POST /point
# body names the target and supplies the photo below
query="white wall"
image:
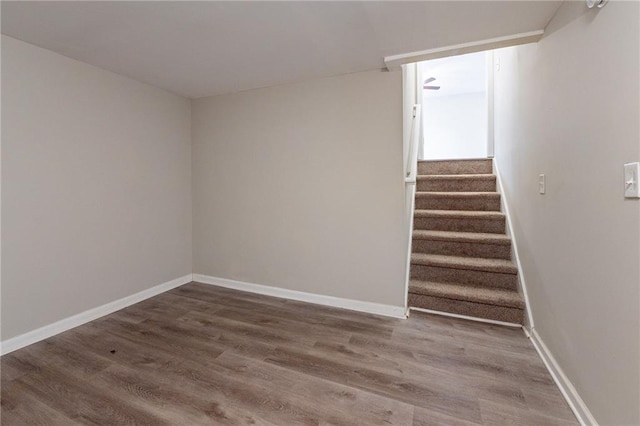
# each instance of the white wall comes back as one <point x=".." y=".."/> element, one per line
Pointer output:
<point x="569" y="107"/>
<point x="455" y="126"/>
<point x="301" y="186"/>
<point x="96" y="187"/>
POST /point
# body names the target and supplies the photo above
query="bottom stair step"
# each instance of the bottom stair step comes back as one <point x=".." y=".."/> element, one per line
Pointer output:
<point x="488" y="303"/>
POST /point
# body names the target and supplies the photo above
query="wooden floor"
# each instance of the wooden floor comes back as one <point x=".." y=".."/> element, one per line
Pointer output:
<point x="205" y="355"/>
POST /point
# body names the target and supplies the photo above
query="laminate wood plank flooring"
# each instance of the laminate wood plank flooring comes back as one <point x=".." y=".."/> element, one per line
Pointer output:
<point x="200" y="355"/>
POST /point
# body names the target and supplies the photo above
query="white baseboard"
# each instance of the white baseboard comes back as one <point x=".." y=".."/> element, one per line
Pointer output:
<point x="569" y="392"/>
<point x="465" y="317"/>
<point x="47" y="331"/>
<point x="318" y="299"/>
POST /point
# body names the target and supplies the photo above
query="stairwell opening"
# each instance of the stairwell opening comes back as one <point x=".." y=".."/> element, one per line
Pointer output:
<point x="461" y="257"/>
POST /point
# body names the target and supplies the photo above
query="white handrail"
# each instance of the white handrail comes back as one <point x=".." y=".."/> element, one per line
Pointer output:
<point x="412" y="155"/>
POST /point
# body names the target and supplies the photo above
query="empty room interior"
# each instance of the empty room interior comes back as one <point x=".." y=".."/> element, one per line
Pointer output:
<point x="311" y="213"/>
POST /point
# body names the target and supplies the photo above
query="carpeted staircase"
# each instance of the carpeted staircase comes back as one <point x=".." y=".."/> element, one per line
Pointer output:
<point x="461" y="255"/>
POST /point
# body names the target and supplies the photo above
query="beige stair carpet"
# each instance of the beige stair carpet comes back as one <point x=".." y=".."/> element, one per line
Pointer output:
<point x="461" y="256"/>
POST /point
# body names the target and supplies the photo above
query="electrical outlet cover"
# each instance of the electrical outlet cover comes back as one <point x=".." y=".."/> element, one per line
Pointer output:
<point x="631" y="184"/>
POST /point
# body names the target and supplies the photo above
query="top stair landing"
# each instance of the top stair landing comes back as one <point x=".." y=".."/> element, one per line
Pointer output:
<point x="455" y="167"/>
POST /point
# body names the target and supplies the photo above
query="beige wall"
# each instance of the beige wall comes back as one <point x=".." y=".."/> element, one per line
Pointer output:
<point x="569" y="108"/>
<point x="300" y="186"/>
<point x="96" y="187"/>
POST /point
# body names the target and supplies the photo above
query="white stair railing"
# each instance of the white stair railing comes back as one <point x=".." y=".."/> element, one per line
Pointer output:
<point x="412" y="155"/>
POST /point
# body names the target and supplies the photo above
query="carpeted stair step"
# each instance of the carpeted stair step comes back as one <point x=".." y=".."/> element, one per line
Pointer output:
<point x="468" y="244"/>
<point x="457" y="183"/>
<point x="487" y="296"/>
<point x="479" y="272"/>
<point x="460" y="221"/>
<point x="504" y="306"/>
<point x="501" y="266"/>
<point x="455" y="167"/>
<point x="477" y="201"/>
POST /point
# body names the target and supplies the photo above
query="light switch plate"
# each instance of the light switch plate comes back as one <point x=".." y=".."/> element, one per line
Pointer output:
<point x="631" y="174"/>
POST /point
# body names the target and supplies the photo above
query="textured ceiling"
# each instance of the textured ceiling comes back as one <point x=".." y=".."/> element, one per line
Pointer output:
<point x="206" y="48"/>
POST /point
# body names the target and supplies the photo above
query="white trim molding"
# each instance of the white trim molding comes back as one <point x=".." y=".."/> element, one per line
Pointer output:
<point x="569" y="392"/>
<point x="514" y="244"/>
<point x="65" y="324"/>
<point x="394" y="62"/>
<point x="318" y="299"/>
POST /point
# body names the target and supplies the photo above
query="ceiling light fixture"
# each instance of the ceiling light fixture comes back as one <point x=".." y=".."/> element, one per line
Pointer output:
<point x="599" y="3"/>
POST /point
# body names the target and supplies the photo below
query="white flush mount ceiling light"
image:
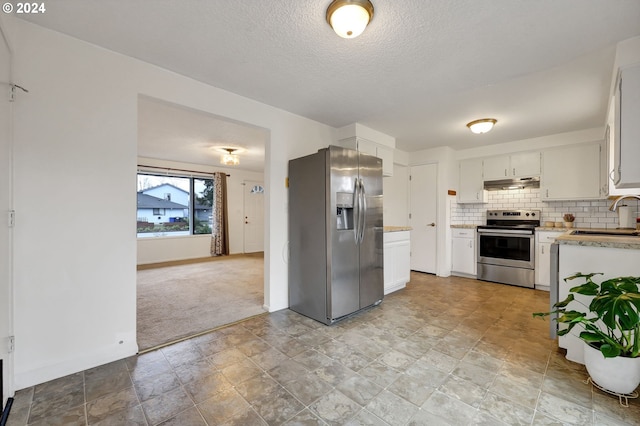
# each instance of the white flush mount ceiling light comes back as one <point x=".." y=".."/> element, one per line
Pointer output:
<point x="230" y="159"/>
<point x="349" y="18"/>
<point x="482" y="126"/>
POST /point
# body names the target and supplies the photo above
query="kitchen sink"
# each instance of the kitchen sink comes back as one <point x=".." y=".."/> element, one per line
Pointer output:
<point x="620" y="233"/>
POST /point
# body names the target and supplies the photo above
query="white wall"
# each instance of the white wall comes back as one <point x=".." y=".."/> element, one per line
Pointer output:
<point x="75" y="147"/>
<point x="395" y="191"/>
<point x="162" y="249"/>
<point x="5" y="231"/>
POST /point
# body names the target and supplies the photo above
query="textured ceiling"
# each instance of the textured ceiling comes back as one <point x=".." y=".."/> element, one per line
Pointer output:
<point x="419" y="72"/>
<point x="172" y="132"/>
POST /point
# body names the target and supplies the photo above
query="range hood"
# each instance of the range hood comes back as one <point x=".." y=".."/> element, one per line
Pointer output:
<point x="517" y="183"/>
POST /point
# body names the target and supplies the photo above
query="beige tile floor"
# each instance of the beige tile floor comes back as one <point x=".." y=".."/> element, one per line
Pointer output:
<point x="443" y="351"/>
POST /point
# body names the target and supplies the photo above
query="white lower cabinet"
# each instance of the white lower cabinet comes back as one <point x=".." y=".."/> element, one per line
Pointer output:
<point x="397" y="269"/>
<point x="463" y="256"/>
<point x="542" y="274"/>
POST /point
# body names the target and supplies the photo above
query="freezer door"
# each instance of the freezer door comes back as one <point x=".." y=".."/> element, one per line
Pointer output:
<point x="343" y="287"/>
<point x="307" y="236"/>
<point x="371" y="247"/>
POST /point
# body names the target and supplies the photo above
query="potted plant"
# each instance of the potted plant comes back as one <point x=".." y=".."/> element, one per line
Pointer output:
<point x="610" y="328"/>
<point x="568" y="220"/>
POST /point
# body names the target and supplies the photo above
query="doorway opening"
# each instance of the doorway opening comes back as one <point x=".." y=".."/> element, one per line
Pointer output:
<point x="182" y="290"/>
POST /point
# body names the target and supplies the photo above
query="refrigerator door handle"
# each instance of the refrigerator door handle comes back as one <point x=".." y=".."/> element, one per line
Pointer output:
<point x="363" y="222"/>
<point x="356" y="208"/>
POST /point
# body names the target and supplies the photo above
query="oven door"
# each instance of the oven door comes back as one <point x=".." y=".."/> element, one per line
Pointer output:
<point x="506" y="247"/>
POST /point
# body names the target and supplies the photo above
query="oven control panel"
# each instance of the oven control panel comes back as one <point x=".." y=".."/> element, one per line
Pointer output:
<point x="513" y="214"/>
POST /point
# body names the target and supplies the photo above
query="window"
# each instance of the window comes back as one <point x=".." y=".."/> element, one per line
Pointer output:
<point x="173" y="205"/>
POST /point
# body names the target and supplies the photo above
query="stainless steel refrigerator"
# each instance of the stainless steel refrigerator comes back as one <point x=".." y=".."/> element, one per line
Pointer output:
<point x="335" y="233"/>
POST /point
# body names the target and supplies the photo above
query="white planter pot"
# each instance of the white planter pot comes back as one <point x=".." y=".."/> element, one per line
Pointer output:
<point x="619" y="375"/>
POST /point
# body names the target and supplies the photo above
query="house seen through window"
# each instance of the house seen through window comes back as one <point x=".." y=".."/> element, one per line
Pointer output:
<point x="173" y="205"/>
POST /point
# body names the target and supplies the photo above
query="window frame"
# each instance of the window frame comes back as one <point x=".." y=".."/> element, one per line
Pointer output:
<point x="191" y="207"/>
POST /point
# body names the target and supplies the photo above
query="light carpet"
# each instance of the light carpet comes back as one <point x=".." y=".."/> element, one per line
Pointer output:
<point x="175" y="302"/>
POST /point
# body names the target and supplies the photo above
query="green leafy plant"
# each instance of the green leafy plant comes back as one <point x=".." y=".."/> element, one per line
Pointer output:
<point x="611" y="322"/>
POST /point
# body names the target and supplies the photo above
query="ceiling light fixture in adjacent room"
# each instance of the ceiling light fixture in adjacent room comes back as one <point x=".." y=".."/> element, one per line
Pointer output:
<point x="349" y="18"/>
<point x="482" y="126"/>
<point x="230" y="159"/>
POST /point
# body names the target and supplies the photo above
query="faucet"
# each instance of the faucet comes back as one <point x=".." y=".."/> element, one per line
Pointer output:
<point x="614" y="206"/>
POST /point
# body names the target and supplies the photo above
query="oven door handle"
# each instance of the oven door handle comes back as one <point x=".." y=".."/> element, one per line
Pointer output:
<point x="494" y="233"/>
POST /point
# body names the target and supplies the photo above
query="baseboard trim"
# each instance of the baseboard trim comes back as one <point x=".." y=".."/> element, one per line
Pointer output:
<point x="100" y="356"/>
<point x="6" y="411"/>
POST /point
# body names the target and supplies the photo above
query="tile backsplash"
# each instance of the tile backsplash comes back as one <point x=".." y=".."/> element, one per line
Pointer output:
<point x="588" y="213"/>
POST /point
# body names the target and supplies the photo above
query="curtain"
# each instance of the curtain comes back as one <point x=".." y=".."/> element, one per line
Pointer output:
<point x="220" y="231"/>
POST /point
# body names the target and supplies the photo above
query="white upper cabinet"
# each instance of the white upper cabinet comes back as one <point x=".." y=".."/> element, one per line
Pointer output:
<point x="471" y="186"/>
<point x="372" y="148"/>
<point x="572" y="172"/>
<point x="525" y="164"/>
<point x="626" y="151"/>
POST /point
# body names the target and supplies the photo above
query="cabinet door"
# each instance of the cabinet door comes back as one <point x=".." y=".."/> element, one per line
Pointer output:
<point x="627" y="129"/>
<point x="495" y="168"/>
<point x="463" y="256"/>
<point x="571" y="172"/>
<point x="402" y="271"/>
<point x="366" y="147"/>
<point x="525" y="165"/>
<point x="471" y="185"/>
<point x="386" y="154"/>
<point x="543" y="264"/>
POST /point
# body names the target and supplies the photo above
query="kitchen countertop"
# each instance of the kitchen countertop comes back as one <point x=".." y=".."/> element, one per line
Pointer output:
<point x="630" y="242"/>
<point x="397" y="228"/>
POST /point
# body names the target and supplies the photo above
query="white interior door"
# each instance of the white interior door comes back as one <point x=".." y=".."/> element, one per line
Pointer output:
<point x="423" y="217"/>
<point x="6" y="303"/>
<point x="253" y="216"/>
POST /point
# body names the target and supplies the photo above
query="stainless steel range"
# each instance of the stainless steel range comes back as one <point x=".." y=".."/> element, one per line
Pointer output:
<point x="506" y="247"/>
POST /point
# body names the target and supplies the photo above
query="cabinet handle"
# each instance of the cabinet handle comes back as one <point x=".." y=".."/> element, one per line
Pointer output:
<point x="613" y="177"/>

______

What needs to be done
Tally the lines in the rows above that contain the string "wooden". Reply with the number only.

Reply
2